*** QUOTED PASSAGE ***
‘Cost of Living’ Review: Martyna Majok’s Pulitzer Winner Gets a Deserved Broadway Launch

Majok’s powerful new play explores two patients with physical challenges — and their likewise challenged caregivers

Katy Sullivan and David Zayas in "The Cost of Living" (Photo: Jeremy Daniel)
Katy Sullivan and David Zayas in "The Cost of Living" (Photo: Jeremy Daniel)

There are those plays that come into sharp focus only when they’re almost over. You regret not having seen the play twice even before you’ve finished seeing it once.

Martyna Majok’s challenging 2017 one-act drama, “Cost of Living,” went on to win the Pulitzer Prize, and is now being given its first Broadway production, at MTC’s Samuel J. Friedman Theatre, where it opened Monday. The play tells parallel stories of two caretakers and their respective patients; and now having seen and reviewed it again, I don’t regret having seen “Cost of Living” twice.
*** End of QUOTED PASSAGE ***
*** DATA FOR REVIEW ***
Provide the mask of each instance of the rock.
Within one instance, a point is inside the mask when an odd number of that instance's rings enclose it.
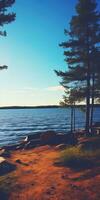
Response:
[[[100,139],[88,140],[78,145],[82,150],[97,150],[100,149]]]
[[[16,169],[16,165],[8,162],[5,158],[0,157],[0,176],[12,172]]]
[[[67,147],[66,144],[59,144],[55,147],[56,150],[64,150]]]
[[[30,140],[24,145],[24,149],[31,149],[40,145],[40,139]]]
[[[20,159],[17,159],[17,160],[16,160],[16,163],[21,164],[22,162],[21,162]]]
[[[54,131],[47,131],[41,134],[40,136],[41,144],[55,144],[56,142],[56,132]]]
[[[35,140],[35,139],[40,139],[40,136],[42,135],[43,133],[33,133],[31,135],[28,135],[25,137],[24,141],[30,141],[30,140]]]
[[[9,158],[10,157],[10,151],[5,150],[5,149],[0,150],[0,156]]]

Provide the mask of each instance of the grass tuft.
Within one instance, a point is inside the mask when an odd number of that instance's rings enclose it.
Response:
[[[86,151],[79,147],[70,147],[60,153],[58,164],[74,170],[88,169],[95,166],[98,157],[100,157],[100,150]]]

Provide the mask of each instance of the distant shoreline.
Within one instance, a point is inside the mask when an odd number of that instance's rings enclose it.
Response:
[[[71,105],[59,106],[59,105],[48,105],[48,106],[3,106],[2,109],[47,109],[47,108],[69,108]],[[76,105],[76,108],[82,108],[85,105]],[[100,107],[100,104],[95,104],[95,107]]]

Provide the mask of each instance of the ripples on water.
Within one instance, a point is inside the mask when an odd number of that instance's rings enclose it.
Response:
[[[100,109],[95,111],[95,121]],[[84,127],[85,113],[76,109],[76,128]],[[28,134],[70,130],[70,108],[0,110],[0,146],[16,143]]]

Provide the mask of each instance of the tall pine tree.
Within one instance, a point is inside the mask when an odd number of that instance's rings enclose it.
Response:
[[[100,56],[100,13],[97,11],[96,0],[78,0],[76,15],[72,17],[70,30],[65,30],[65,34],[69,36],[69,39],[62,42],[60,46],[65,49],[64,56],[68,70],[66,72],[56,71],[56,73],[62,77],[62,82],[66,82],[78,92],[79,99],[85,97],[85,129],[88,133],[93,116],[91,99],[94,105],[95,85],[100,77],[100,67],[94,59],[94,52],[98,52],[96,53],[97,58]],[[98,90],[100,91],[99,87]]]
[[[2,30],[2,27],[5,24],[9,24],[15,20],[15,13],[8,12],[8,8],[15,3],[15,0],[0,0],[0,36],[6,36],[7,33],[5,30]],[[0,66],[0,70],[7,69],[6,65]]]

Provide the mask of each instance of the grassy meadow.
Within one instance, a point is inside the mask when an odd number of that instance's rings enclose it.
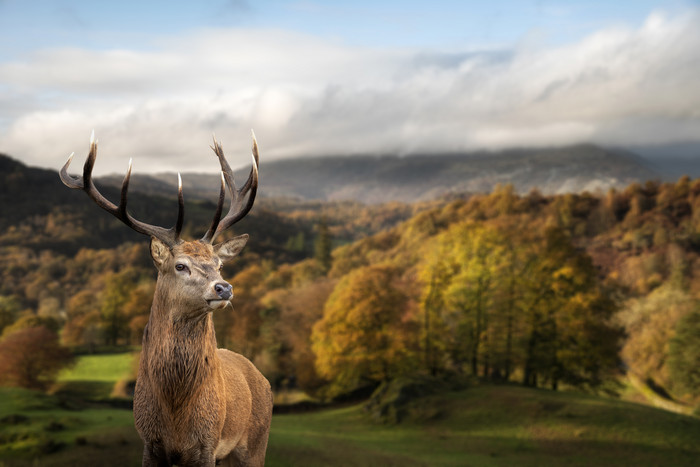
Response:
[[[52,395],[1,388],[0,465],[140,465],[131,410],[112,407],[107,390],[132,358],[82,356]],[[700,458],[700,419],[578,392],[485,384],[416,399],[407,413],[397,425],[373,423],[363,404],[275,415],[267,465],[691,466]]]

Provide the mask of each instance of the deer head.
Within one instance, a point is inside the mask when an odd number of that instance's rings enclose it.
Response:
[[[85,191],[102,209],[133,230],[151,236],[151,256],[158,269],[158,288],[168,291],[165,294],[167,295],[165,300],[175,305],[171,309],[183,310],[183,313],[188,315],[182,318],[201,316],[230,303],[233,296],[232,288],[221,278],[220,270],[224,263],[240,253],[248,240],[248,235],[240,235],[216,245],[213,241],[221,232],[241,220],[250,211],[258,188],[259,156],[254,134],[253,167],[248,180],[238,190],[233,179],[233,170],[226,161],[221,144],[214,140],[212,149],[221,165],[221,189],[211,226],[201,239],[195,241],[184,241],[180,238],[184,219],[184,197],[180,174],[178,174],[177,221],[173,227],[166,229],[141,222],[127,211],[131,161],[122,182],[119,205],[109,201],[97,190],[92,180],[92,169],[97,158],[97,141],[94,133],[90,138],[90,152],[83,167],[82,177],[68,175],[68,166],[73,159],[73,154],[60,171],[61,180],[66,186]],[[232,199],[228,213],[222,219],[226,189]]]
*** End of DATA FOR REVIEW ***
*** DATA FOR REVIEW ***
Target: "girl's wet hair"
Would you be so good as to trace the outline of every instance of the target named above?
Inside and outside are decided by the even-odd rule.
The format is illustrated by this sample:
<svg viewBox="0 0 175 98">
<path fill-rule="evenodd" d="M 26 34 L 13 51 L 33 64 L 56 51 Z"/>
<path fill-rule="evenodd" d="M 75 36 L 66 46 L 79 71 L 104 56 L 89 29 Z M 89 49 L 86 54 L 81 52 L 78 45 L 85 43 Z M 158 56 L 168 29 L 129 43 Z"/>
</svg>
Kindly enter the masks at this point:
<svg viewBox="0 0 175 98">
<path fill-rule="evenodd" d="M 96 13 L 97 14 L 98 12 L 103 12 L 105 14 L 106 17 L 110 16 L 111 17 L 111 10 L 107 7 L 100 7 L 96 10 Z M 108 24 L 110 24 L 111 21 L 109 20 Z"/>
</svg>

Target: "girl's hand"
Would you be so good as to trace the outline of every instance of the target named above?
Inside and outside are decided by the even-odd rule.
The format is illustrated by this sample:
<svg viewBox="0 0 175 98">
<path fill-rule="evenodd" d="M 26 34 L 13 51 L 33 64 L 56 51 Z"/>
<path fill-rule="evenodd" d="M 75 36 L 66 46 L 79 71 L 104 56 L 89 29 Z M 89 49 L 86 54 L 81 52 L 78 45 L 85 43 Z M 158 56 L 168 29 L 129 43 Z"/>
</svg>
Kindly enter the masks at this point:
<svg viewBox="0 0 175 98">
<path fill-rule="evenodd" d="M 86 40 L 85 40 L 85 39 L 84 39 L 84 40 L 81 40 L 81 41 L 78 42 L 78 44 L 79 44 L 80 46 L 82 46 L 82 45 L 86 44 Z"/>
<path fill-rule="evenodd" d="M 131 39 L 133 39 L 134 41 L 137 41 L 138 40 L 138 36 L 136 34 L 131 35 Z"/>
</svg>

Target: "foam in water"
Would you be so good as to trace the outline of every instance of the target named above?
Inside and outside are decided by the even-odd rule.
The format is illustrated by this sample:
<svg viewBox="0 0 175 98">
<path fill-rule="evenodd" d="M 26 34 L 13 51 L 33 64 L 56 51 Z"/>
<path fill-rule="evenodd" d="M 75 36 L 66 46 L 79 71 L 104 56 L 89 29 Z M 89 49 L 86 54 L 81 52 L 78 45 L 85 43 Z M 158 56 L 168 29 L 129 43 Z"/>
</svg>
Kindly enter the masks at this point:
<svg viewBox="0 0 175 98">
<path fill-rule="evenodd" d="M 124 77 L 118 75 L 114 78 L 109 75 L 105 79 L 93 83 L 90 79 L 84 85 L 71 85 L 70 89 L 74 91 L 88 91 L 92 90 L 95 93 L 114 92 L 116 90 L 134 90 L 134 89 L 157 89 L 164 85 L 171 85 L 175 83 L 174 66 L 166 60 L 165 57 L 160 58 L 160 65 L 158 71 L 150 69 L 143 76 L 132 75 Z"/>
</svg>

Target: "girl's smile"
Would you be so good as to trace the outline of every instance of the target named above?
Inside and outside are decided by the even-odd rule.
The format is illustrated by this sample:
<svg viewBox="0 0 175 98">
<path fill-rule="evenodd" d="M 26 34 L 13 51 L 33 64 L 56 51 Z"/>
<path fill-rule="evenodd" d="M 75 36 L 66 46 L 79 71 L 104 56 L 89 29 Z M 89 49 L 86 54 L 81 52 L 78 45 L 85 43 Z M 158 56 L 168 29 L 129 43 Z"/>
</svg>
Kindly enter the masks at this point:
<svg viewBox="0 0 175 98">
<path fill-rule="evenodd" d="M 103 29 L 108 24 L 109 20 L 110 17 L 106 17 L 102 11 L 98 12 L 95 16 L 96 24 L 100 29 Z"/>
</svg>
*** End of DATA FOR REVIEW ***
USING THE INFORMATION |
a) According to the theater review, at which theater is the first Broadway production of "Cost of Living" playing?
b) Write the next few paragraphs of the "Cost of Living" review, picking up right after its last sentence.

EXPECTED OUTPUTS |
a) MTC's Samuel J. Friedman Theatre.

b)
The caretakers here are not professionals; they’re not licensed nor have they had any previous experience caring for persons with major physical challenges. Eddie (David Zayas) cares for his quadriplegic ex-wife, Ani (Katy Sullivan), while bar worker Jess (Kara Young) cares for John (Gregg Mozgala), a young man with cerebral palsy. Both Eddie and Jess need the money, desperately. John has plenty of it, and even makes a breathtaking comment about not hiring professionals because they’re harder to sue.

It’s the kind of comment that puts a caretaker on her mettle, so to speak. In the beginning, Ani is equally abrasive. She has insurance money coming in from her recent accident, and immediately puts Eddie in the position of having to beg to care for her. He’ll give Ani better and, above all, cheaper service. At least that’s what he says.

Over the course of several scenes, Majok carefully constructs how the caretaker and the patient come to depend on each other. This interdependence holds no surprises, except for one major near-catastrophe in the bathroom and one misread invitation for a date. Seeing “Cost of Living” a second time, I’m not so sure one of these patients depends on the caretaker much beyond the daily showers and dressings. One thing is for certain: Both caretakers are in need of a lot of help.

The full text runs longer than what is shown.